--- begin PASSAGE TO READ ---
The syntheses of the structural isomers 6,6′-T-DAII and 5,5′-T-DAII are outlined in Scheme 1. Hexyl chains are installed to improve the solubility for easy purification. Compound 1 was prepared following to a previous report.³⁷ For the preparation of 7a, 6-brominated azaindole 1 was alkylated with hexyl bromide to afford 2, which was treated with PBPB to obtain 3,³⁸ and subsequent reduction with zinc afforded the 6-brominated-oxiindole 7a. For the preparation of 7b, the commercially-available azaindole 4 was first N-alkylated with hexyl bromide, then bromination with bromine afforded 6,³⁹ which was subjected to selective reduction with zinc to provide the 6-brominated-oxindole 7b. These brominated-oxiazaindoles 7a and 7b were readily converted to the corresponding isatins 8a and 8b, respectively, as previously reported.⁴⁰ The condensation of the oxindoles 7a and 7b with the corresponding isatins 8a and 8b in refluxing acetic acid in the presence of a catalytic amount of HCl gave the two structural isomers 9a and 9b, respectively. Notably, 9a and 9b are key building blocks since π-elongated backbone could be readily achieved through various coupling reactions. The structural isomers 6,6′-T-DAII and 5,5′-T-DAII were obtained via the Stille coupling with tributylstannyl-thiophene.⁴¹

Scheme 1 Synthetic route of 6,6′-T-DAII and 5,5′-T-DAII.

The newly synthesized DAII derivatives were fully characterized by ¹H-NMR, ¹³C-NMR, mass spectroscopy, and elemental analysis. Thermogravimetric analysis (TGA) and differential scanning calorimetry (DSC) were performed on both molecules. The TGA profiles revealed that the two structural isomers 6,6′-T-DAII and 5,5′-T-DAII showed good thermal stabilities with the 5% weight loss at 350 °C for 6,6′-T-DAII and at 332 °C for 5,5′-T-DAII (Fig. S2†). The melting points and crystallization points determined from the DSC profiles are 275 °C and 263 °C for 6,6′-T-DAII and 265 °C and 235 °C for 5,5′-T-DAII, respectively (Fig. S3†).

Single crystal structures

Suitable crystals of 6,6′-T-DAII, 5,5′-T-DAII, and 9a for the X-ray single crystal structure analysis were obtained by the slow diffusion of hexane into chloroform solutions of 6,6′-T-DAII and 5,5′-T-DAII and slow evaporation of the chloroform–hexane solution of 9a. The crystallographic data are listed in Table S1.† The molecules of 6,6′-T-DAII crystallize in the triclinic system with a space group P(1̄) while molecule 9a and 5,5′-T-DAII belong to the monoclinic system with the space group P2₁/n for 9a and P2₁/c for 5,5′-T-DAII, respectively. Thereby, in the crystals, the half molecule for 6,6′-T-DAII, 9a, and 5,5′-T-DAII is crystallographically independent. As for the structure of 5,5′-T-DAII, two molecular stacks are orthogonally aligned to each other along the c axis. Molecule 9a has a flat π-framework and forms slipped one-dimensional stacks with the π–π stacking distance of 3.36 Å, demonstrating that this DAII moiety is promising to obtain the planarized platform as predicted from the geometry optimization (Fig. 3).
--- end PASSAGE TO READ ---
--- begin RECORDS SUPPLIED ---
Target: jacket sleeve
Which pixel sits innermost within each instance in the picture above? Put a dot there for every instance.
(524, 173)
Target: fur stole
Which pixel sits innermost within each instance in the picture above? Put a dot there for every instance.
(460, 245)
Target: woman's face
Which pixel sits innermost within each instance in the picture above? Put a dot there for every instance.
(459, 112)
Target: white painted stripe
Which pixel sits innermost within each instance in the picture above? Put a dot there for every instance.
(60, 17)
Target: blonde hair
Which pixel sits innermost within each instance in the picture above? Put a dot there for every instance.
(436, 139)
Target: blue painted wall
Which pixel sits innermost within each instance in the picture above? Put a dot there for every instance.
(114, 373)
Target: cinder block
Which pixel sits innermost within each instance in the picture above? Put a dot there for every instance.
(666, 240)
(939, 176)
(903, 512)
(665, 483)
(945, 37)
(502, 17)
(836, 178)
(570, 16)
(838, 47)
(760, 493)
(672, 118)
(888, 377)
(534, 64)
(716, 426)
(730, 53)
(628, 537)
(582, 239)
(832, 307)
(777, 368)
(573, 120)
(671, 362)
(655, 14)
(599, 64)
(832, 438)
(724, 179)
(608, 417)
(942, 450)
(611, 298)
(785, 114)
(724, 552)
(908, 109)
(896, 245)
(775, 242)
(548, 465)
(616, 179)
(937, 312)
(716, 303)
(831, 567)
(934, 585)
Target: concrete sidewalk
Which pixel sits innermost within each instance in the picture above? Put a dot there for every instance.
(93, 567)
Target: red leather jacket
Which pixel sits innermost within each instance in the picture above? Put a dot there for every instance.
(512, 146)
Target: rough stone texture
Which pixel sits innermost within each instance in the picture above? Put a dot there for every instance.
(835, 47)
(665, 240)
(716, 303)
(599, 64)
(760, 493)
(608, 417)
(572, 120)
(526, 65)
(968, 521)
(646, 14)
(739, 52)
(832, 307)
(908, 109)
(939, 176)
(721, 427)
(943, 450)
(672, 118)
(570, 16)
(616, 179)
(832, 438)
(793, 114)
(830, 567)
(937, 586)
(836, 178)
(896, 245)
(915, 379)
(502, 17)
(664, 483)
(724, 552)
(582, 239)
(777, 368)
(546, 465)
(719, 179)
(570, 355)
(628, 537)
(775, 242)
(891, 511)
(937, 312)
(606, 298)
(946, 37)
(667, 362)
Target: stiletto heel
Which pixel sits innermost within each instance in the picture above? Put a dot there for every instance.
--- end RECORDS SUPPLIED ---
» TASKS AND EXERCISES
a) Answer these from the DAII passage:
(i) At what temperature does 6,6′-T-DAII reach 5% weight loss?
(ii) In which crystal system does 6,6′-T-DAII crystallize?
(iii) What π–π stacking distance does molecule 9a show?
b) Reproduce part of the DAII passage word for word. Begin at the words "Scheme 1 Synthetic" and stop after "respectively (Fig. S3†).".
Nothing in the material is needed here.

» TASK SOLUTIONS
a)
(i) 350 °C
(ii) The triclinic system
(iii) 3.36 Å

b)
Scheme 1 Synthetic route of 6,6′-T-DAII and 5,5′-T-DAII.

The newly synthesized DAII derivatives were fully characterized by ¹H-NMR, ¹³C-NMR, mass spectroscopy, and elemental analysis. Thermogravimetric analysis (TGA) and differential scanning calorimetry (DSC) were performed on both molecules. The TGA profiles revealed that the two structural isomers 6,6′-T-DAII and 5,5′-T-DAII showed good thermal stabilities with the 5% weight loss at 350 °C for 6,6′-T-DAII and at 332 °C for 5,5′-T-DAII (Fig. S2†). The melting points and crystallization points determined from the DSC profiles are 275 °C and 263 °C for 6,6′-T-DAII and 265 °C and 235 °C for 5,5′-T-DAII, respectively (Fig. S3†).